On September 26, 2025, the California Privacy Protection Agency ("CPPA") adopted a sweeping Stipulated Final Order ("Order") with Tractor Supply Company ("Tractor Supply") for violations of the California Consumer Privacy Act ("CCPA"). The CPPA first began its investigation into Tractor Supply in 2024 after it received a complaint from a California consumer, and the public disclosure of this investigation was previously discussed here.

In the Order, the CPPA determined, among other things, that Tractor Supply: (i) failed to maintain an adequate privacy policy informing consumers of their rights under California law; (ii) failed to provide notification to job applicants of their privacy rights under California law; (iii) failed to provide a sufficient mechanism for consumers to opt-out of having personal information sold or shared; and (iv) provided personal information to third parties (such as service providers and contractors) without adequate contractual privacy protections.

The Order requires, among others, that Tractor Supply: (i) pay a $1.35 million fine; (ii) modify its procedures for consumers to submit opt-out requests regarding the selling and sharing of their data, including by conducting quarterly scans (among other ways); and (iii) for a period of four years, provide a certificate of compliance to the CPPA, maintain a monitoring program, and conduct annual reviews of its website and mobile applications. Michael Macko, the CPPA's head of enforcement, explained that the CPPA "made it an enforcement priority to investigate whether businesses are properly implementing privacy rights, and this action underscores [the CPPA's] ongoing commitment to doing that for consumers and job applicants alike."

Takeaway: The Order is unique in two main respects. First, the $1.35 million fine is the CPPA's largest fine to date. Second, Tractor Supply agreed to the CPPA's findings as a condition of the settlement, meaning Tractor Supply admitted to privacy violations as opposed to structuring the settlement as resolving allegations. The Tractor Supply settlement underscores the CPPA's increasingly aggressive enforcement of California privacy laws, targeting both consumer and employee data. Businesses should consider taking steps to confirm their opt-out mechanisms, including browser-based signals like Global Privacy Control (GPC), are functional and seamless across all technologies, including third-party tracking tools used for advertising. Privacy notices for job applicants are also under scrutiny, as California law does not exempt this data category. The CPPA is also closely reviewing contracts with service providers and third parties for compliance with CCPA requirements. It would be prudent for companies to regularly update privacy policies, review data practices, verify that contracts with service providers, third parties, and contractors meet CCPA standards, and prepare for heightened enforcement efforts, as demonstrated by this record-setting fine and its recently announced joint investigative sweep with Colorado and Connecticut.

EU AI Act: Incident Reporting Template and Guidance

The European Commission has published draft guidance and a reporting template in relation to the requirement under the EU AI Act to report "serious incidents" and "widespread infringements of high-risk AI systems" (together, "Reportable Incidents") to regulators. A consultation on the draft guidance is open until November 7, 2025.
+++
▶ [What this exercise asks]:
a) In the privacy news excerpt, copy the passage starting at "EU AI Act: Incident" and ending at "November 7, 2025.".
b) According to the privacy news excerpt, how large is the fine that the Order requires Tractor Supply to pay?
c) List every violation that the privacy news excerpt says the CPPA found against Tractor Supply in the Order.

▶ [Record set]:
+++
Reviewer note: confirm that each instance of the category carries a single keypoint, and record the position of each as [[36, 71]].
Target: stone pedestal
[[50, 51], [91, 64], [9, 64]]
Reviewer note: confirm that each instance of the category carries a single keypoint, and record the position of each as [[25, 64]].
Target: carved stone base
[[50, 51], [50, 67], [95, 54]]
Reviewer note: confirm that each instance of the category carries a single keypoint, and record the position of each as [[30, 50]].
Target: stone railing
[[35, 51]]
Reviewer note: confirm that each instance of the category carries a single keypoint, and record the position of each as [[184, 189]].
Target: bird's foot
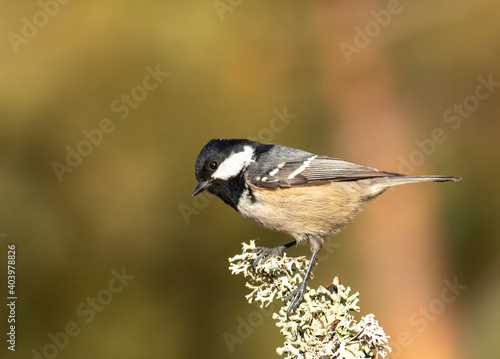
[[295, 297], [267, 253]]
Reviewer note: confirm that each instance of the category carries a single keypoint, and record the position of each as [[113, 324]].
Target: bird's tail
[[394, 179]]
+++
▶ [Problem solutions]:
a)
EU AI Act: Incident Reporting Template and Guidance

The European Commission has published draft guidance and a reporting template in relation to the requirement under the EU AI Act to report "serious incidents" and "widespread infringements of high-risk AI systems" (together, "Reportable Incidents") to regulators. A consultation on the draft guidance is open until November 7, 2025.

b) $1.35 million.

c)
- Failed to maintain an adequate privacy policy informing consumers of their rights under California law
- Failed to provide notification to job applicants of their privacy rights under California law
- Failed to provide a sufficient mechanism for consumers to opt out of having personal information sold or shared
- Provided personal information to third parties (such as service providers and contractors) without adequate contractual privacy protections